_EXTRACT TO READ_
____________________

The Game of the Beast
A Dark Truth
We are not moral creatures. We are adaptive ones.
The human animal is more fitting than the human being. An animal has the capacity to project it's 'social-face' in the pack hierarchy games it plays. Our social-face is more of an inter-face, highly optimised to harvest rewards and minimize friction within networks. It's the real currency of society and long established well before any coin was minted.
The Performance Is Total
The Milgram Electric Shock Experiments revealed something to us about our nature: if the framework rewards cruelty, people will justify that cruelty. The performance is total. That's why political leaders abandon their promises with performative U-turns—power is always the primary goal.
The mistake the intellectuals make is in treating this performance as a superficial mask. It isn't a mask; the octopus doesn't hold preconceived plans about when and where to camouflage—it just does it. The Arctic fox doesn't choose it's white coat in winter, the environment selects it. Our social-face operates the same way. It isn't merely a conscious deception. It's adaptive infrastructure, as biological as bone.
The Man With The Sexual Jest
Imagine a friend clocks an extended family member as someone to keep-an-eye-on. He's noted as a little bit flirtatiously inappropriate. It's quite sufficiently breeds doubt but there's not enough proof to warrant concern. The decision is left on the shelf, this bloke is a peeping Tom, at best. You notice him eyeing-up various females in the family regardless of age or relation.

____________________

_REQUIRED ACTION 1_
Answer these questions from the text on The Game of the Beast:
(a) What experiments does it name?
(b) What does the Arctic fox not choose?
(c) What is the social-face called the real currency of?
_REQUIRED ACTION 2_
Extract from the text on The Game of the Beast everything from "The Game of" down to "coin was minted.".
The data that comes next is separate material with no connection to the text.

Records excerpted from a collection
____________________

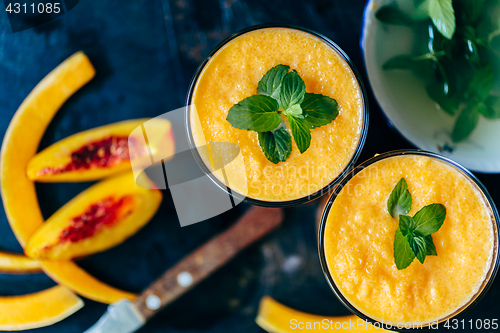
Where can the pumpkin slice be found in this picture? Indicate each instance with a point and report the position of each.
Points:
(20, 145)
(36, 310)
(11, 263)
(70, 275)
(101, 217)
(102, 151)
(274, 317)
(23, 137)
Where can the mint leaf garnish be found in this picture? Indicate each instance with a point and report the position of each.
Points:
(413, 237)
(406, 224)
(255, 113)
(319, 110)
(301, 132)
(292, 90)
(400, 199)
(417, 245)
(296, 111)
(442, 15)
(429, 245)
(403, 254)
(270, 83)
(429, 219)
(282, 92)
(276, 145)
(481, 84)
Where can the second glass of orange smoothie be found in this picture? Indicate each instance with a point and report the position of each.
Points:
(357, 242)
(231, 73)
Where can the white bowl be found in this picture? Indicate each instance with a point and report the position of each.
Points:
(404, 100)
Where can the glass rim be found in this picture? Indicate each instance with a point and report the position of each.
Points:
(495, 260)
(298, 201)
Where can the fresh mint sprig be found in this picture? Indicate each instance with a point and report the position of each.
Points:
(282, 93)
(413, 238)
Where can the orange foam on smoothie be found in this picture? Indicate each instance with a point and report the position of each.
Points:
(233, 73)
(359, 238)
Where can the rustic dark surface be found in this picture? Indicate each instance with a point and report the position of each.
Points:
(145, 53)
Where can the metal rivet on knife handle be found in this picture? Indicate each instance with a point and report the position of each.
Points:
(153, 302)
(184, 279)
(255, 224)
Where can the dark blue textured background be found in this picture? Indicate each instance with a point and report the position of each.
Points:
(145, 53)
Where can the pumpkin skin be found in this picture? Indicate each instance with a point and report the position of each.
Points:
(102, 152)
(19, 146)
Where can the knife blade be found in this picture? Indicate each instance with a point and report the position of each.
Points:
(127, 317)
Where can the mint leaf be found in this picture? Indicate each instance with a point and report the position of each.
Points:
(391, 14)
(492, 108)
(255, 113)
(270, 83)
(429, 219)
(403, 254)
(301, 132)
(292, 90)
(442, 15)
(296, 111)
(319, 110)
(399, 201)
(466, 123)
(406, 224)
(276, 145)
(429, 246)
(417, 245)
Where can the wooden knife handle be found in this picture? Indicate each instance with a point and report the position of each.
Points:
(255, 223)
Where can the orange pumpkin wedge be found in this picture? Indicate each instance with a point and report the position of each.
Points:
(102, 151)
(274, 317)
(20, 145)
(11, 263)
(70, 275)
(97, 219)
(23, 137)
(37, 310)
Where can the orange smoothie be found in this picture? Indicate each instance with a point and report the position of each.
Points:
(359, 242)
(233, 73)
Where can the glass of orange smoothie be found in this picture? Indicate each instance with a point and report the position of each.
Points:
(357, 241)
(231, 73)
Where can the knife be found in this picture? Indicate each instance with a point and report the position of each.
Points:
(128, 316)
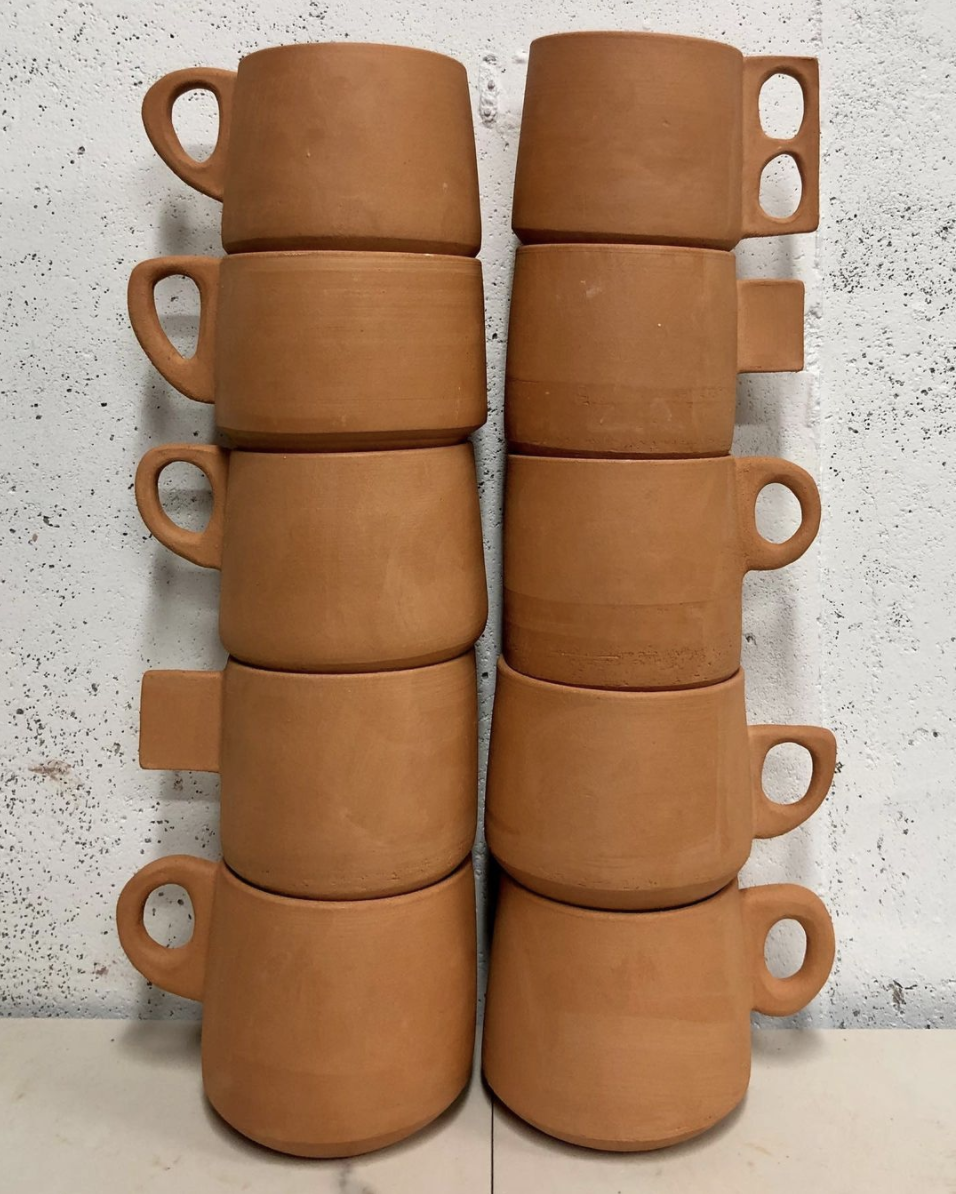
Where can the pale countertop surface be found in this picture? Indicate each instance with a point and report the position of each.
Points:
(102, 1106)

____________________

_ANSWER SPACE 1_
(a) The Milgram Electric Shock Experiments
(b) Its white coat in winter
(c) Society

_ANSWER SPACE 2_
The Game of the Beast
A Dark Truth
We are not moral creatures. We are adaptive ones.
The human animal is more fitting than the human being. An animal has the capacity to project it's 'social-face' in the pack hierarchy games it plays. Our social-face is more of an inter-face, highly optimised to harvest rewards and minimize friction within networks. It's the real currency of society and long established well before any coin was minted.